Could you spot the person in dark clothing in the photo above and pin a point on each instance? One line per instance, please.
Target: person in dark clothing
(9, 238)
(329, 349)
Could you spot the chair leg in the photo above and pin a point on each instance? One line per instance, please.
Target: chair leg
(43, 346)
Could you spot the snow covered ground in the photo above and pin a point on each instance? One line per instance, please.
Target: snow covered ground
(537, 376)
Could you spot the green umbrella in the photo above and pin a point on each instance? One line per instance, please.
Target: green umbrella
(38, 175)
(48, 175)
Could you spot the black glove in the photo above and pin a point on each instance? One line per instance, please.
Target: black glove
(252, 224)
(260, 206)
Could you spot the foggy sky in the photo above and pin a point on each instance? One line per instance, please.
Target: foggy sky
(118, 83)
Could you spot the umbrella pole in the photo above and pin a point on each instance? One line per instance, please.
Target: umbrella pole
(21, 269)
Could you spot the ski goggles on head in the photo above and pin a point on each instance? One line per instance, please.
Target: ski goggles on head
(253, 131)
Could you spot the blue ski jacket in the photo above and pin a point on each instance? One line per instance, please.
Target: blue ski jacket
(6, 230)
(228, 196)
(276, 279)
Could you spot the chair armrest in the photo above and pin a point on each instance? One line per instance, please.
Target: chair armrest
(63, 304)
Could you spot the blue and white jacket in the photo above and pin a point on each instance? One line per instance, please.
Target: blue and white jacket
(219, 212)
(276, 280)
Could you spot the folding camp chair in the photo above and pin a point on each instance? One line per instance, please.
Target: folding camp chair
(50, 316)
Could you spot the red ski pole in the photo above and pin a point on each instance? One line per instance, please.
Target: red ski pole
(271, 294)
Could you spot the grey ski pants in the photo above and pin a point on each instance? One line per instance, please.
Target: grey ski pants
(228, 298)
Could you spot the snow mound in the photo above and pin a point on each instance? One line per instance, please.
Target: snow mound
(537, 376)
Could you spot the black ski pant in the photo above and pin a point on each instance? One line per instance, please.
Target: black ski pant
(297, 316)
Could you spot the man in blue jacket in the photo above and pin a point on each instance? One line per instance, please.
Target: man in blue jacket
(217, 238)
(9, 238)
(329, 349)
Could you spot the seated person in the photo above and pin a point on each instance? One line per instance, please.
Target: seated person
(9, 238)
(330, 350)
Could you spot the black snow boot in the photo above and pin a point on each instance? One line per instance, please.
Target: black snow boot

* STATED PROBLEM
Reproduce every one of the items above verbatim, line for line, without altering any wording or punctuation.

* FINAL ANSWER
Could you spot the person in dark clothing in the photo above and pin a point on each instance? One line per instance, please.
Target: person in dark clothing
(9, 238)
(329, 349)
Could you spot the chair leg in the photo above and pin a point on each instance? One line per instance, please.
Target: chair leg
(43, 346)
Could you spot the snow covered ground in the photo above and pin a point on each instance? One line per instance, please.
Target: snow covered ground
(537, 376)
Could you spot the green umbrella in the photo above and pin a point on each instance? One line per instance, please.
Target: green umbrella
(38, 175)
(48, 175)
Could you spot the black glove in the photo above and pin a point on each instance? One line per instance, please.
Target: black glove
(252, 224)
(260, 206)
Could you spot the foggy sky in the photo above and pin a point on each instance? One line per instance, please.
Target: foggy sky
(118, 83)
Could you spot the umbrella pole in the photo above and pin a point on each instance? One line per instance, please.
Target: umbrella pole
(21, 269)
Could you spot the ski goggles on head in the photo above and pin a point on each instance? One line per instance, please.
Target: ski goggles on head
(253, 131)
Could you spot the blue ski jacket in the photo above and pin a point on each instance? One line per instance, please.
Target: blue ski jacket
(6, 230)
(228, 196)
(276, 279)
Could you spot the chair armrest in the photo above and pin a point on each instance? One line per instance, please.
Target: chair armrest
(63, 304)
Could you spot the blue and white jacket in the photo above and pin a point on each instance? One line per instance, please.
Target: blue and white jacket
(219, 212)
(276, 280)
Could you spot the folding camp chair in the photo above and pin a point on each instance? One line per instance, please.
Target: folding camp chair
(50, 316)
Could you spot the red ski pole in the photo above and pin a point on each instance? One line per instance, please.
Target: red ski pole
(271, 294)
Could you spot the grey ski pants in the photo above and pin a point on each instance? One line per instance, please.
Target: grey ski pants
(228, 298)
Could you spot the snow mound in the photo above and pin a point on each instance? One line per instance, please.
Target: snow mound
(537, 376)
Could you spot the black ski pant in the photo above and pin a point on each instance? One line per instance, please.
Target: black ski pant
(297, 316)
Could you spot the man in blue jacket in the photo above and pin a point on each instance? One line per instance, please.
Target: man in blue jacket
(217, 238)
(9, 238)
(329, 349)
Could you spot the seated person in the photo above and pin a point on each instance? One line per instance, please.
Target: seated person
(9, 238)
(330, 350)
Could you spot the black snow boot in the photo above and pin a point on each instance? One line per instance, please.
Target: black snow boot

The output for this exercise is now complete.